### Teks yang Diberikan
##############################
Asal mula terjadinya perang Uhud.
Sejak
kaum musyrikin Quraisy mendapat kekalahan pada perang Badr, yang nyata-nyata
menjatuhkan kebangsaan mereka, sehingga banyak kepala-kepala dan ketua-ketua
mereka merasa lebih baik mati daripada hidup terhina, maka perasaan dendam makin
lama makin berkobar di hati sanubari mereka. Oleh karena itu, mereka tiada
henti-hentinya berusaha dengan berbagai cara agar dapat membalas Nabi SAW dan
tentara muslimin.
##############################
### Petunjuk Latihan
a. Tuliskan semua kata ulang bertanda hubung dalam teks tentang asal mula perang Uhud, sesuai urutan kemunculannya.
b. Tolong sambung teks tentang asal mula perang Uhud, dimulai setelah kalimat terakhirnya.

### Entri Kumpulan Data
##############################
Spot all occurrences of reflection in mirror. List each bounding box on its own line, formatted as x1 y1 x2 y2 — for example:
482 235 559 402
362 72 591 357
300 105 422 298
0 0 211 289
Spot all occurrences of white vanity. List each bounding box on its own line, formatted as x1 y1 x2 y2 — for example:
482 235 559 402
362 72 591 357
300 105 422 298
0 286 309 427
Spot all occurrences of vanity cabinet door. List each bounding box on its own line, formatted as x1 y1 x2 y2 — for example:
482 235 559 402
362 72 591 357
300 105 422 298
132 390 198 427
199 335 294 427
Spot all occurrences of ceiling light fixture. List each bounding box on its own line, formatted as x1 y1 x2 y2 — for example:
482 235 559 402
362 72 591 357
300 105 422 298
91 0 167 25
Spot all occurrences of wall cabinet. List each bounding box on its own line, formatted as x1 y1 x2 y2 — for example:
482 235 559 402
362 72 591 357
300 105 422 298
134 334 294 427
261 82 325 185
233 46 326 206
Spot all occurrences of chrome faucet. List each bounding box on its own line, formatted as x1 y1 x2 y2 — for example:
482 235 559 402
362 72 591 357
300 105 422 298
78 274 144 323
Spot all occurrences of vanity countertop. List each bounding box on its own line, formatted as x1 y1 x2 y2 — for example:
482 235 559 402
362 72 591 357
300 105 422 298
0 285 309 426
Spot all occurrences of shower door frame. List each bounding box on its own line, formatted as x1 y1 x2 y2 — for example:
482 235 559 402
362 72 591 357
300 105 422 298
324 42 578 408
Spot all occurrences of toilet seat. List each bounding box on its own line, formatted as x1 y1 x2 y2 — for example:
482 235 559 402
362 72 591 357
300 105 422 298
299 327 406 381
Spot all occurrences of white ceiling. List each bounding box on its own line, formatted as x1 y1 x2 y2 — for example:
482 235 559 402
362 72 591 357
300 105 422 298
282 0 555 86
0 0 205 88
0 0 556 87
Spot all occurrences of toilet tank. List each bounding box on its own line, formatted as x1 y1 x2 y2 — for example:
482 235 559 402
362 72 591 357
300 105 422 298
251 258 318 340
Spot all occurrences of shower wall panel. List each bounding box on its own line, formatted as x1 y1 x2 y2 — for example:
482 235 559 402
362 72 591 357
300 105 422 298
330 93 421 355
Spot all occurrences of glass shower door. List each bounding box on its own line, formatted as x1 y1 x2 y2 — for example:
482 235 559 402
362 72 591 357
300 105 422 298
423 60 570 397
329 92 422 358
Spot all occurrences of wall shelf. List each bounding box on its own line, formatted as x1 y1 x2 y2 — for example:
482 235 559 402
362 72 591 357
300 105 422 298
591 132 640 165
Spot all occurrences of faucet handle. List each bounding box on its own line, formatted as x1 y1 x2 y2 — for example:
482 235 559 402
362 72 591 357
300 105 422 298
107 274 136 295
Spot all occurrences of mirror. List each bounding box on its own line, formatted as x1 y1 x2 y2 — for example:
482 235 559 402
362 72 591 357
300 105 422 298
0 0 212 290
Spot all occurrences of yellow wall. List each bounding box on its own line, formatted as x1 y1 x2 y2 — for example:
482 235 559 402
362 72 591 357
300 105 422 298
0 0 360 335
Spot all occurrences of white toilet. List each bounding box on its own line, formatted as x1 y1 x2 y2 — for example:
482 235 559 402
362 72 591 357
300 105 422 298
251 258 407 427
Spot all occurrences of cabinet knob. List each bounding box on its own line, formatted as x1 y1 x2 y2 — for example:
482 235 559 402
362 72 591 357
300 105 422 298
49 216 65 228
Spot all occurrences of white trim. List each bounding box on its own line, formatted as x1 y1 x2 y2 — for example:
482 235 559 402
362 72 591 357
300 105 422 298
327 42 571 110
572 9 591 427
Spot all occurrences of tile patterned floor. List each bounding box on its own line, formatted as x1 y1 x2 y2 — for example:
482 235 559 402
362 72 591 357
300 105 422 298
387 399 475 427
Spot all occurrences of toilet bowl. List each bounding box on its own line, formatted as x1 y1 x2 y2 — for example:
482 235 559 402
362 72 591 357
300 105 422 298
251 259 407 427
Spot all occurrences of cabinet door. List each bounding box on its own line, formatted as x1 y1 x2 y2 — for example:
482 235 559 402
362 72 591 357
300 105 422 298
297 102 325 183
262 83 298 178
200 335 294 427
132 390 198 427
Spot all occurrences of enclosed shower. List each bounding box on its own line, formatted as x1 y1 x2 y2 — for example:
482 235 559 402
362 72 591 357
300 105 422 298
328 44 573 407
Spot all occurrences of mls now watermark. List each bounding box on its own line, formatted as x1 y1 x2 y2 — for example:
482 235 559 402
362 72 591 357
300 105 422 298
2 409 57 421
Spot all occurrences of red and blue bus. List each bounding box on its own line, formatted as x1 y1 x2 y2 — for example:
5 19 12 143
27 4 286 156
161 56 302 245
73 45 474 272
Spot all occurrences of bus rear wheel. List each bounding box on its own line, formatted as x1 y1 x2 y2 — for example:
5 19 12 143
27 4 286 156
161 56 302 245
##############################
### Jawaban Akhir
a. nyata-nyata, kepala-kepala, ketua-ketua, henti-hentinya

b.
Terlebih
lagi setelah angkatan perdagangan Quraisy yang besar, sesudah perang Badr itu
dapat dikejar dan dirampas oleh tentara muslimin, sehingga mereka kesulitan
mencari jalan yang akan dilewati oleh kafilah mereka ke negeri Syam. Maka pada
suatu hari kepala-kepala dan ketua-ketua Quraisy mengadakan rapat, dimana mereka
akan memutuskan bagaimana cara melakukan pembalasan kepada tentara muslimin.
Diantara kepala-kepala dan ketua-ketua Quraisy yang datang dalam rapat itu ialah
Abu Sufyan bin Harb, Abdullah bin Rabi’ah, ‘Ikrimah bin Abu Jahl, Shafwan bin
Umayyah, Jubair bin Muth’im, Harits bin Hisyam, Ubay bin Khalaf dan
lain-lainnya.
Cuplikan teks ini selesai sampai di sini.